— START PASSAGE TO READ —

Red Sea Diving Safari
Eco-diving resort south of Marsa Alam with 3 villages, unlimited house reef diving, 60+ sites, and access to Elphinstone Reef.
A 1,050m St. John's reef in Egypt's Deep South with coral towers on sand, narrow caverns, and the area's standout night dive.
Last updated May 2026
Coral arouks stand spread across a sandy floor at 16 metres on the sheltered southern side, each tower its own small ecosystem of groupers parked in shadow, octopuses tucked between coral heads, and stonefish set into the substrate so completely that only the guide's light gives them away. The reef diverts most of the open current here, so the diving is methodical rather than fast: divers work between arouks at 10-20 metres, counting structures and taking compass bearings because the arouks look alike from below and there is no continuous wall to follow.
A second profile threads into the cavern system on the reef wall — narrow, long, entered around 5 metres, and meant for a guide who knows the passages or a diver with cavern training. After dark, the south-side coral gardens flip the site entirely. Shrimps emerge from the arouks, sea slugs crawl over coral, octopuses hunt in the open, and torchlight turns each coral tower into a close-range macro hunt. The reef carries three to four distinct routes across a liveaboard stop without doubling back.

— END PASSAGE TO READ —

**DIRECTIVE 1**
In the reef description, why do divers count structures and take compass bearings while moving between the arouks?
**DIRECTIVE 2**
Extend the reef description with a further paragraph that begins after its final sentence.
The rows below the reef description come from a separate source.

— START MATERIAL SHOWN —

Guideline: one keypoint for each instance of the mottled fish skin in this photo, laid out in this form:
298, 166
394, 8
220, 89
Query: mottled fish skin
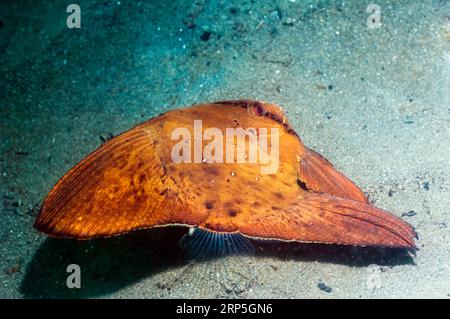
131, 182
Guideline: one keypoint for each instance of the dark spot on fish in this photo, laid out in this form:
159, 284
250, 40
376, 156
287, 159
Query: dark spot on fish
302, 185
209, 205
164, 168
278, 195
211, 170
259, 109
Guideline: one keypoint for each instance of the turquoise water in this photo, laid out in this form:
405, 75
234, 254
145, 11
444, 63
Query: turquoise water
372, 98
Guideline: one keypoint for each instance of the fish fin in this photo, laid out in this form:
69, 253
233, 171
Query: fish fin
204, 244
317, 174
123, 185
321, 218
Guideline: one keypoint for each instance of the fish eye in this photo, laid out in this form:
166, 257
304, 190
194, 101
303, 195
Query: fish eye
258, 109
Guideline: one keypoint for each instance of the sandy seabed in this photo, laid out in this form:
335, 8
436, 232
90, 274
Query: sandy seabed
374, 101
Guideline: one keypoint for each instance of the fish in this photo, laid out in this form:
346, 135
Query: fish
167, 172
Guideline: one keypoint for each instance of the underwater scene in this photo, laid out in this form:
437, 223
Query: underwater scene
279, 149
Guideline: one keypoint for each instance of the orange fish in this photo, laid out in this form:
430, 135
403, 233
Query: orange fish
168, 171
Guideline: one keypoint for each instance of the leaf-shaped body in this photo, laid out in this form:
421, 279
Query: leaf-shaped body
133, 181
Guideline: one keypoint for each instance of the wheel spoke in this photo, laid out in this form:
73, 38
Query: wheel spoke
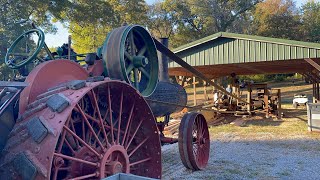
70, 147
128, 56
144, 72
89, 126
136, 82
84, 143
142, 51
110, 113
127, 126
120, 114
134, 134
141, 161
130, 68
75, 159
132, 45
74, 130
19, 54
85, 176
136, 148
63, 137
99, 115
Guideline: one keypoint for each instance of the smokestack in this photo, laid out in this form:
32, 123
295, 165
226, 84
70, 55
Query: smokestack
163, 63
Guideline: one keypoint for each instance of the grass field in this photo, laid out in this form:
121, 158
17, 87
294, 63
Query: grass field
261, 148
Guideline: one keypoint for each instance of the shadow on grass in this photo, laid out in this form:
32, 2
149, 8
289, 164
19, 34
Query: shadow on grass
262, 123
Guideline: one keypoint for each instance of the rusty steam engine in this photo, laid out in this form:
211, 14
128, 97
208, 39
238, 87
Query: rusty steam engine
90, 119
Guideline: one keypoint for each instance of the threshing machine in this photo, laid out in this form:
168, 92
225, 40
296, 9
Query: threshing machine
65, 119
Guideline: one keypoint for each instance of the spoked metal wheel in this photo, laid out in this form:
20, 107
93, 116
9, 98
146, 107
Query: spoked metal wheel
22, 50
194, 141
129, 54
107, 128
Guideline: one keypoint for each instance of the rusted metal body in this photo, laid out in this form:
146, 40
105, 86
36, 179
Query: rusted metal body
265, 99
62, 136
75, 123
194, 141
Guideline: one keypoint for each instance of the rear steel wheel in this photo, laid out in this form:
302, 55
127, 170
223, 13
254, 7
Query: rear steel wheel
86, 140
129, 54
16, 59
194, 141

— END MATERIAL SHOWN —
— START MATERIAL SHOWN —

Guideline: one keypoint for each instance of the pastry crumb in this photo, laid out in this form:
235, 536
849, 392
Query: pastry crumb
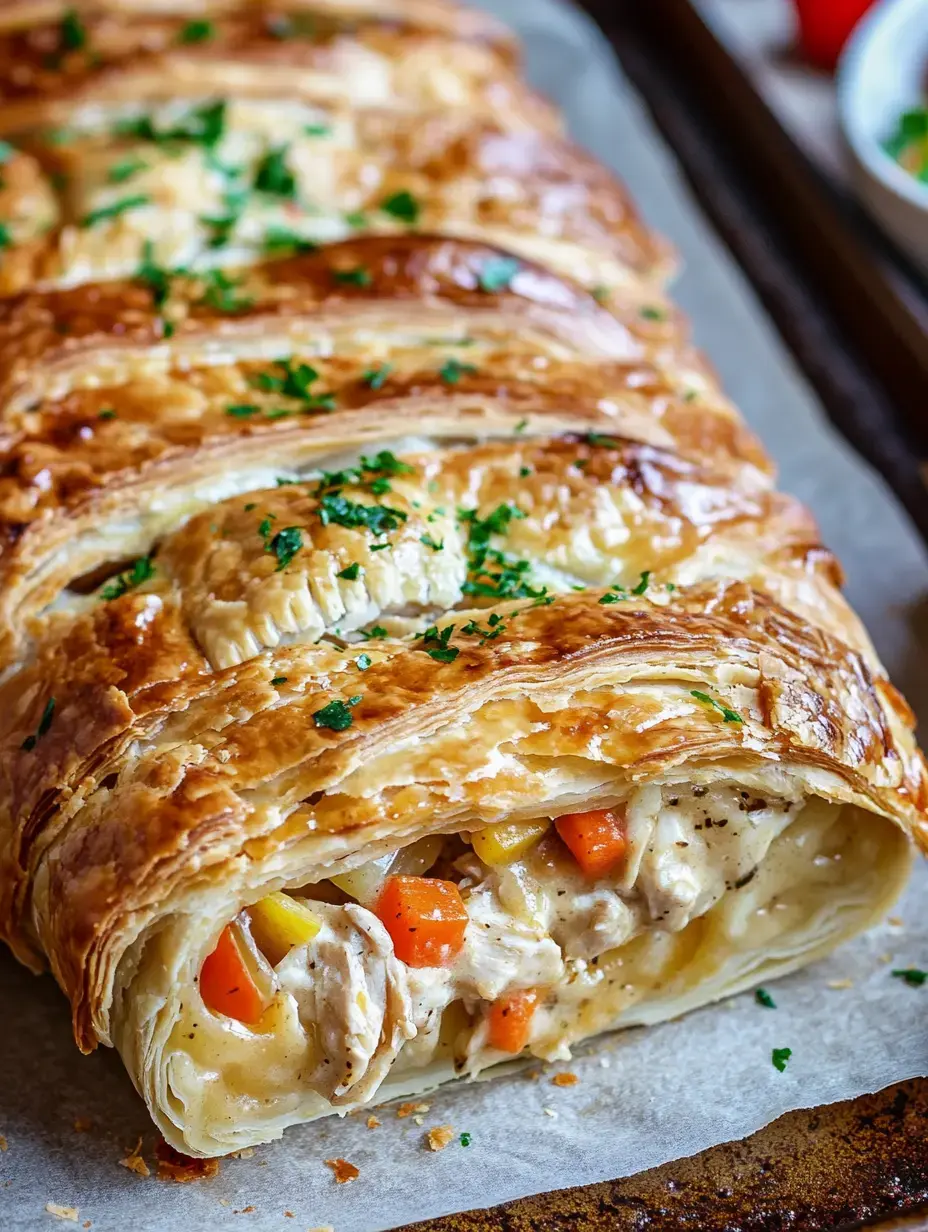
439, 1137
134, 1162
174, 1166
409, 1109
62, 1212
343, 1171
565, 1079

— END MATERIAL SHOWN —

**EXERCISE OUTPUT 1**
The arouks look alike from below, and there is no continuous wall to follow.

**EXERCISE OUTPUT 2**
Most Deep South sites lead with a single headline: a wall, a current, an apex predator. Abu Bassala does not. Its character is quieter and more pattern-rich, and divers describing the wider St. John's system say it carries more colour and shallower diving than the Brothers and Daedalus loop. Within that frame, this is the reef where the schedule slows down — the site liveaboard guides point to when they want a relaxed late-afternoon dive after a high-current morning, and the one they name as the standout night dive on Deep South itineraries.
Three features back the reputation. The aroukfield on sand carries a kind of diving that the wall-led St. John's sites do not offer. The cavern system on the reef wall adds a brief overhead option that other sites in the system lack. And the size of the reef — over a kilometre — supports the multiple dive routes that turn it from a single-dive stop into a meaningful itinerary anchor.
Set a compass bearing before descending. The aroukfield reads as scattered rather than linear and "underwater sightseeing tours" between identical-looking towers is a real risk if the navigation is loose. The caverns deserve more caution: long and narrow inside, and a guide who has dived the passages before is the difference between a fun overhead and a serious one. Cavern training is the realistic standard for any independent penetration.
A primary torch and backup matter for the night dive and for the cavern option, and serve in daylight too for the macro work between arouks. Liveaboards typically programme Abu Bassala for an afternoon dive and the night dive together, so pace the air and Nitrox plan for the back-to-back. November through February brings strong southern Red Sea winds that can cancel offshore plans, so the most reliable months for a Deep South itinerary are April through October.
What makes this dive site stand out.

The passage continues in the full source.